# Document excerpt

Since we’d given up the scooter, our taxi rides were filled with conversations with the drivers and a chance to repeat a set of common topics.  Where are you from?  How long did you live there? Where are you going next?  Do you have children?  All of which offer a wealth of phrases to practice and to listen to how the taxi drivers phrased things.

At the end of our 11th week in Central America we headed back to Mexico for one day.   We spent the day visiting Nick and the small coffee shop near him where we were greeted warmly.  We also met his girlfriend from Colombia who speaks a little English. 

She loved hearing some of our family anecdotes told in halting Spanish.

The trip to New York involved an Uber ride from JFK airport.  The driver was from Venezuela and apologized at the start that her English was weak so we ended up with the same pattern of questions and phrases in Spanish that we had practiced in Mexico for the hour long trip to Manhattan.  She was quite interested in the composition of people and languages of South Africa and complemented us on what she considered unaccented Spanish. 

Our hotel in New York was in the evocative Hell's Kitchen section of Manhattan, just a few blocks from Times Square.  
A restaurant in Hell's Kitchen

 We met Matt, who took the train trip from New Haven especially to meet us and his girlfriend joined us at an Indian restaurant for a surprisingly affordable meal on the Sunday evening.  We were so engrossed in our conversation with them that we forgot to take a photo of all of us.
 
On the Monday evening after work we headed out to find a clothing store.  I am traveling really light and my jeans were showing signs of falling apart so we had decided to find a new pair and to look for some new shoes for Anne because her shoes had suffered the same fate as my jeans.

We have been to New York about 5 times altogether and Times Square is one of the places we've always visited.  This time around, though, we really had no intention of going there but our route to the nearest Levi store went right through it so we had no choice. 

If you've never visited there you should know that it is always teaming with people and has probably the most expensive restaurants in the country.  
 
It was loud as usual and had a bunch of crazy costumed characters who we deftly avoided only to be interrupted by a man with the question “do you have a minute?”  It was innocent enough and our guard was down so we politely replied that we didn't - to which he, with a broad disarming grin replied "it’s because I’m black isn’t it?" which made us both laugh.  "No, it’s not…"

# Entries provided
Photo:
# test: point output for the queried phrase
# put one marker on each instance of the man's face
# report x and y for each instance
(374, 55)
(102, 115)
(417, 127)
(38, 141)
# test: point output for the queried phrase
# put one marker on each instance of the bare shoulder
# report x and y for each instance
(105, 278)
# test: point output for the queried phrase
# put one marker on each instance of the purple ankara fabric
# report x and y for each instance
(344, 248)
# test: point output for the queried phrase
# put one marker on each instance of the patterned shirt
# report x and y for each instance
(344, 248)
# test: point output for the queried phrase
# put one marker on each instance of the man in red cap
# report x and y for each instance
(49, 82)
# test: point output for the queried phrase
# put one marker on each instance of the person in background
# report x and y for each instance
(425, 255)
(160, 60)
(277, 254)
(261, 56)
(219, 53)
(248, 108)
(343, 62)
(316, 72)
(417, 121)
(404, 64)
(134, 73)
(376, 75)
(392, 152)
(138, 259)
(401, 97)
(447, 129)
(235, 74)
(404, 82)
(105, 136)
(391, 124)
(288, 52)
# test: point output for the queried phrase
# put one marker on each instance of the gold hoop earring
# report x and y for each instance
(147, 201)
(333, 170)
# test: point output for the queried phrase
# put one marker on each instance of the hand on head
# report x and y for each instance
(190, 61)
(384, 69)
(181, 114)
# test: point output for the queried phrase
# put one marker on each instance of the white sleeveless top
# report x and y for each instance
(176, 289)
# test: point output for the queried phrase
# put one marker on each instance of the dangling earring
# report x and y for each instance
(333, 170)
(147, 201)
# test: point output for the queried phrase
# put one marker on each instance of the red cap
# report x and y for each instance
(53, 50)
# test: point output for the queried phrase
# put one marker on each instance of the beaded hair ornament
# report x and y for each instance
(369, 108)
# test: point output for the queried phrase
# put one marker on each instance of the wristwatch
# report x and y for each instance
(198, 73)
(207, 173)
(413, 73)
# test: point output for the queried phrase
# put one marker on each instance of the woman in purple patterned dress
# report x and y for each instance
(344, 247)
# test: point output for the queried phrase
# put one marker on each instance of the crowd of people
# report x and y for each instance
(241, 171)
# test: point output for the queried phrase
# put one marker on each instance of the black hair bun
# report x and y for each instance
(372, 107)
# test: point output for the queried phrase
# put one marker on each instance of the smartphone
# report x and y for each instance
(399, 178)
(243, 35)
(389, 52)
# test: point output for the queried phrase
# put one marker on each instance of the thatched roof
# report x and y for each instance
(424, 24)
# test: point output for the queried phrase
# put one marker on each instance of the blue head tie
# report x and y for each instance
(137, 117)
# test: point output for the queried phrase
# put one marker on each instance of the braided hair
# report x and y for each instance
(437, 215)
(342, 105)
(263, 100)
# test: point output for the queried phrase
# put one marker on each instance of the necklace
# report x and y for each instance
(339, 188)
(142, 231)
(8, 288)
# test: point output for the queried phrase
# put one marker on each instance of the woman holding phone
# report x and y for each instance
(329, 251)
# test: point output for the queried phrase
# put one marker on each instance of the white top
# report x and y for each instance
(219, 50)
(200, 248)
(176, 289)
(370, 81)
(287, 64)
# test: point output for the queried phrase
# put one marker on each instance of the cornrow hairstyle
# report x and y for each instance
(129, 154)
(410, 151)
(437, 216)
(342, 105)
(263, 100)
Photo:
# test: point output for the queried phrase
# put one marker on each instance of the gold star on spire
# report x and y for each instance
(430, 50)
* * *
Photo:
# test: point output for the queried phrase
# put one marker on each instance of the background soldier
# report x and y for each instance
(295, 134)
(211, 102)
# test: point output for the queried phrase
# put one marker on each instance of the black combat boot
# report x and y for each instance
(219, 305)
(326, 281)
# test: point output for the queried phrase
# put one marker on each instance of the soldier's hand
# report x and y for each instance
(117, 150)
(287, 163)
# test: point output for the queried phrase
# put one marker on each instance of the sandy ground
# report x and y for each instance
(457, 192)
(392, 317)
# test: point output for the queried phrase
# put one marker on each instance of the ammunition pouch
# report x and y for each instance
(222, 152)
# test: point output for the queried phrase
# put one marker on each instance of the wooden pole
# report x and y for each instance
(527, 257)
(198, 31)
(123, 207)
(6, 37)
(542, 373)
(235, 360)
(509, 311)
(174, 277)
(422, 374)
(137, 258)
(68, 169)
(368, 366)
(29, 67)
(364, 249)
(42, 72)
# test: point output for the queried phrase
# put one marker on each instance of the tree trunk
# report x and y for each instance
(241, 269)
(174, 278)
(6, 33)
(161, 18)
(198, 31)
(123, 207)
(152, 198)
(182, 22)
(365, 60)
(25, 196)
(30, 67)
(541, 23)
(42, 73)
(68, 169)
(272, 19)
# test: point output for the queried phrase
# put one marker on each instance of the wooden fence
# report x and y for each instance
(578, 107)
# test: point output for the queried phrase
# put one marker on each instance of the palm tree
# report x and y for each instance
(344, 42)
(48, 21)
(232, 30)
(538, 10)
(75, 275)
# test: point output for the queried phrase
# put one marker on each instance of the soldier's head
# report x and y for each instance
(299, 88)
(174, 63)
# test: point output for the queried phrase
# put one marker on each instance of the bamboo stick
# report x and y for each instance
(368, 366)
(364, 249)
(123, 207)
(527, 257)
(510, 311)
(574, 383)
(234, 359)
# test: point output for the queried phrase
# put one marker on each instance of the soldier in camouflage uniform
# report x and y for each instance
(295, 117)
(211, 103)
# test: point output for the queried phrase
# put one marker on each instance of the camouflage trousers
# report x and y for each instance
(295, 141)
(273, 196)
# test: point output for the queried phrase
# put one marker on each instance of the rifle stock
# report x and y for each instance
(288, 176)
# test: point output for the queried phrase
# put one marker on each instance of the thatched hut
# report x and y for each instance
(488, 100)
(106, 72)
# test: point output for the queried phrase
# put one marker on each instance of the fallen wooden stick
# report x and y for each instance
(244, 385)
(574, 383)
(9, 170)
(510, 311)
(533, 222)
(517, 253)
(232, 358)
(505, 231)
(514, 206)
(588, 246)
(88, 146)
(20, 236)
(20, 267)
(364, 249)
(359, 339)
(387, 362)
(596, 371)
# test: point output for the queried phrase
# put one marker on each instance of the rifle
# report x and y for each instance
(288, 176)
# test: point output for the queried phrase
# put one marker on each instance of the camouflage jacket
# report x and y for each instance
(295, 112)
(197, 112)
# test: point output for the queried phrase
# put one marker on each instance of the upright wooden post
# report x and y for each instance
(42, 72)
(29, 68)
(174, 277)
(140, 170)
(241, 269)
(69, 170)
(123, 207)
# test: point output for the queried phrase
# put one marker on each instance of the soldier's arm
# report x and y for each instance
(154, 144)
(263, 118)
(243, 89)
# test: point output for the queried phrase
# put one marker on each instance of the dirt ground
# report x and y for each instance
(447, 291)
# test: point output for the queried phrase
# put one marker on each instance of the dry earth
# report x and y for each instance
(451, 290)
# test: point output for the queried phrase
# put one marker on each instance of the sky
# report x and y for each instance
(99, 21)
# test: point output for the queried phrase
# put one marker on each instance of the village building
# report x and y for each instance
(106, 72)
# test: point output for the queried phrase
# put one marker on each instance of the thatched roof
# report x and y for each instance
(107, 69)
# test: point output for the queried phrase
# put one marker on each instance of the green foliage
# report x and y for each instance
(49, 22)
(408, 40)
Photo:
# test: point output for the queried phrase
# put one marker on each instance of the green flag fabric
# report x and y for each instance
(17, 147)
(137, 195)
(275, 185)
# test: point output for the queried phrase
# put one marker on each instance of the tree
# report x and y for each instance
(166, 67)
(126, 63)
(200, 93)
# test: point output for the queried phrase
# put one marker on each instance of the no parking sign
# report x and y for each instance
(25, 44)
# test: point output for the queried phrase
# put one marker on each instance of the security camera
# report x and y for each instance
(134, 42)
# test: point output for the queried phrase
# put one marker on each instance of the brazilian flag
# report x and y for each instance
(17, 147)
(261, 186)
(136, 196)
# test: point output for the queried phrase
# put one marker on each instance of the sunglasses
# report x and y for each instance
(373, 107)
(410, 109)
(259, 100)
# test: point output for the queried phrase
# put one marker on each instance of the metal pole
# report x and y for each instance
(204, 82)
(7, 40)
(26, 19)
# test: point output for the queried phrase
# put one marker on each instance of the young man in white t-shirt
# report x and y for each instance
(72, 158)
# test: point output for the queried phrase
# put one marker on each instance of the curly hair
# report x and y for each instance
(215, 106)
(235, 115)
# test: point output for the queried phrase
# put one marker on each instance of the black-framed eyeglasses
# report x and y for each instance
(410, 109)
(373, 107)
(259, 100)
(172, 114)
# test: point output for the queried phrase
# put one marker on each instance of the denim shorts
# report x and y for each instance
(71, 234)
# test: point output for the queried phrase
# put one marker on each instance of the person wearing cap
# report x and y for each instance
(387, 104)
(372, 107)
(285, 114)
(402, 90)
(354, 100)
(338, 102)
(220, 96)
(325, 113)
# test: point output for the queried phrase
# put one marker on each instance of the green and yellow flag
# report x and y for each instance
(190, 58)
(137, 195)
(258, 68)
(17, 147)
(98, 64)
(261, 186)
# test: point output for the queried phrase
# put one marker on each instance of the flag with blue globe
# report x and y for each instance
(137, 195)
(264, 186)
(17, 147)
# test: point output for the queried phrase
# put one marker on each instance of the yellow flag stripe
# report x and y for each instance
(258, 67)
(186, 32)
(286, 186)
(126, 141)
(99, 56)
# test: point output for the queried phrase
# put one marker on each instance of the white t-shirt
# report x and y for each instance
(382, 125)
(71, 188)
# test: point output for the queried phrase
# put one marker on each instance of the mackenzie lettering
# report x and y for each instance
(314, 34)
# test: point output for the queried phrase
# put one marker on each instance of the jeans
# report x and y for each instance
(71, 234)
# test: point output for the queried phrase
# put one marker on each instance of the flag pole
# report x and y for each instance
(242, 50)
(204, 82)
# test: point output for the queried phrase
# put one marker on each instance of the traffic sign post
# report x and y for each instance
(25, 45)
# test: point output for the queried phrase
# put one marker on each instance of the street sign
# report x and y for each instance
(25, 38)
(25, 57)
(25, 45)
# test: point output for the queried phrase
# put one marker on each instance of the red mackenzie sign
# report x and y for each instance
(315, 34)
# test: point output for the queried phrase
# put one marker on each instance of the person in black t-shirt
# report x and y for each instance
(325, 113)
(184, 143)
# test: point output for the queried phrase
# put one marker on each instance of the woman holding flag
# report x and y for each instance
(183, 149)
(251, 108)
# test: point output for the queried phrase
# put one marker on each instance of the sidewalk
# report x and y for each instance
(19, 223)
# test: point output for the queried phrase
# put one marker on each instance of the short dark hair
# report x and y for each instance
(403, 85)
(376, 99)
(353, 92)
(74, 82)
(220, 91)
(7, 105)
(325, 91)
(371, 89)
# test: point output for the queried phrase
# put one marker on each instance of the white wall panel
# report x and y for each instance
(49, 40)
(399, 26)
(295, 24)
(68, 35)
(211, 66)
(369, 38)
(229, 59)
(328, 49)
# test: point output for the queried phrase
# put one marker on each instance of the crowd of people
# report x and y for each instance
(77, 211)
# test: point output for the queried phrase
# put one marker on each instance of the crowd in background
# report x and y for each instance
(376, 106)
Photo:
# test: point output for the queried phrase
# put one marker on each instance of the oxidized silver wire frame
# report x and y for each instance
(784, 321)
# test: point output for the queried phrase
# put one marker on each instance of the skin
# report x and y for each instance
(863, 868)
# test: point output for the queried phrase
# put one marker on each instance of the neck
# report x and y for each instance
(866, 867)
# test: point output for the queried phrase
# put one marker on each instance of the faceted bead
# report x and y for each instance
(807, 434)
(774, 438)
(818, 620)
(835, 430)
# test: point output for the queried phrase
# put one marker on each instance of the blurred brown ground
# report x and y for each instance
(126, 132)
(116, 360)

# Tasks for this exercise
**A)** Quote from the travel account everything from "On the Monday" down to "as my jeans.".
**B)** In the travel account, what country was the Uber driver from on the ride from JFK airport?
**C)** Carry on the travel account from the point where it stops.

# Answers for this exercise
**A)**
On the Monday evening after work we headed out to find a clothing store.  I am traveling really light and my jeans were showing signs of falling apart so we had decided to find a new pair and to look for some new shoes for Anne because her shoes had suffered the same fate as my jeans.

**B)** Venezuela

**C)**
He then asked where we were from and Anne said "South Africa" to which he replied: "Well then, you’re blacker than me!" which was pretty funny too.

I got sidelined by what appeared to be his friend who passed me a small CD sized sleeve with a marketing card in it and QR codes while he did the same for Anne. 

He said that he and his mates were in a band and were promoting their tour.  He asked my name and then invented a gansta slag nickname for me "T-smooth" which wasn't too original (Anne was given the nickname "A-sexy") and then dropped the question of whether we were going to be able to help them with a donation.
 
I'll claim that our recent visits to Central America, where we didn't really experience any "hard sells" lulled us into complacency and we ended up donating to "their band" at which point they revealed that they were in different bands!  Who would have thought!  One even offered to bring over a credit card machine for a donation which left me gasping.

Anne stopped donating after handing out 3 bills and we made our way out of the group which was now 5 people, two of them complaining rather aggressively that they were being short-changed.

As we walked away I said to Anne “did we just get fleeced?”  She was unfazed.  “We did!”  But I think we were also a little impressed at how it had gone down.  “Damn we were so naive, but they were so entertaining!”

One the way home we found a little Italian restaurant off a side road. Also affordable and with a server from Uruguay and a waitress from Kazakhstan.

On the way home a older guy with a white cane tried to strike up a conversation near our hotel in Hells Kitchen and we brushed him off rather rudely.  We had learned our lesson.